Following is an excerpt from Jeffrey M. Lee - Manifolds and Differential Geometry. On page 538 it states if $e_i$ is a frame field of a vector bundle $E\rightarrow M$ on $U\subset M$, then locally, for $\omega \in \Omega^k(M,E)$ we may write $$ \omega = \sum e_i \otimes \omega^i, $$ where $\omega^i \in \Omega^k(M)$.
My assertion is that $\omega^i$ are only defined on $U$ i.e. $\omega^i \in \Omega^k(U) $. General element of $\Omega^k(M,E)$ is of the form $ \sum \alpha_j \otimes\beta^j$ for $\alpha_j \in \Gamma(E)$ and $\beta_j \in \Omega^k(M)$. So far everything is globally defined. Now rewriting $\alpha_j$ in terms of local frame: $$ \alpha_j = \sum_i f^i_j e_i,$$ where $f^i_j$ smooth functions on $U$. Bringing everything together to one side $$ \sum \alpha_j \otimes\beta^j = \sum_{i,j} e_i \otimes f^i_j\beta^j. $$ Setting $\omega^i:= \sum f^i_j\beta_j$ has the form as in the book, but it is only well defined on $U$.
How do I arrive to conclusion?

------------------------------------------------------------------------

Task prompt –
For each statement, say whether it agrees with the post above on vector-bundle-valued forms, giving yes or no and quoting the words of the post that decide it: (a) the quoted statement comes from page 538 of the book; (b) the writer claims the $\omega^i$ are defined on all of $M$; (c) the $f^i_j$ are described as smooth functions on $U$.

------------------------------------------------------------------------

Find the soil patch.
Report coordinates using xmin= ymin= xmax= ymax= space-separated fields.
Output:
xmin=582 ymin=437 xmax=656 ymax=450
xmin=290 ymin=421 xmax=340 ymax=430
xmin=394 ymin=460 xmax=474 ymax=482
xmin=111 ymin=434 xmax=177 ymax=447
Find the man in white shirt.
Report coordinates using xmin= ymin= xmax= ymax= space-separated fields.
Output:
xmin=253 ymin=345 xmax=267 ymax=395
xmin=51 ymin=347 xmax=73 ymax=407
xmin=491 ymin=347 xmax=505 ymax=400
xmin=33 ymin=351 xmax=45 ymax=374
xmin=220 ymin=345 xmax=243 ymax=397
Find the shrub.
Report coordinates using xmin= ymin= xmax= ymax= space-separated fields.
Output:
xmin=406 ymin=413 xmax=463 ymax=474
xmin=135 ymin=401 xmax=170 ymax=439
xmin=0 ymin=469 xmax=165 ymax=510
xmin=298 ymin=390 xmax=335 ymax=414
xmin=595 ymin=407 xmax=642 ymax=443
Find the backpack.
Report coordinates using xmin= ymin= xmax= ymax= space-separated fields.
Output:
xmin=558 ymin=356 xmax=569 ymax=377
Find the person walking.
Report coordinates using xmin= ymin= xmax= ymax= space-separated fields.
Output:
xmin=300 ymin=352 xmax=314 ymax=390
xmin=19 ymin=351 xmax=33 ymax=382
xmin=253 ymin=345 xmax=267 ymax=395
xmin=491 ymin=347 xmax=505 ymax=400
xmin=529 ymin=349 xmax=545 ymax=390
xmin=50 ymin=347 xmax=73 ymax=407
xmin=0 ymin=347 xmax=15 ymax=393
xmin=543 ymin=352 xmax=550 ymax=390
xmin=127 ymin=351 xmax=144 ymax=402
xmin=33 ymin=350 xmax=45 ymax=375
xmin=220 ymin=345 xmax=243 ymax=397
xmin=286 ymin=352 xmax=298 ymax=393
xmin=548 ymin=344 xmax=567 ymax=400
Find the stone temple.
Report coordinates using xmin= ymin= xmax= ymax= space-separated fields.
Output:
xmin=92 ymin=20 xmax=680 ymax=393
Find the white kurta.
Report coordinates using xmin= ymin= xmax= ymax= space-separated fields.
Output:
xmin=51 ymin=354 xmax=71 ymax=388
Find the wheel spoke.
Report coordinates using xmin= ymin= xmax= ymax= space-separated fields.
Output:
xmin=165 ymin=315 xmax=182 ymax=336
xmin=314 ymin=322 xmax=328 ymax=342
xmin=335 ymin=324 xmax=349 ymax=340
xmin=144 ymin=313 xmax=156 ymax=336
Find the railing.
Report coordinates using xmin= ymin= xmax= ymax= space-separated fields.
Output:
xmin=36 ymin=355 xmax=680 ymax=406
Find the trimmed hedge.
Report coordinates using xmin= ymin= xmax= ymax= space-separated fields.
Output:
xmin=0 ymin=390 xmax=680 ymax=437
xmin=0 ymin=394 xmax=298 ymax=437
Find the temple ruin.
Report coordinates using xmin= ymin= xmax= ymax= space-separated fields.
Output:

------------------------------------------------------------------------

The answer –
(a) Yes: "On page 538 it states"
(b) No: "My assertion is that $\omega^i$ are only defined on $U$"
(c) Yes: "where $f^i_j$ smooth functions on $U$"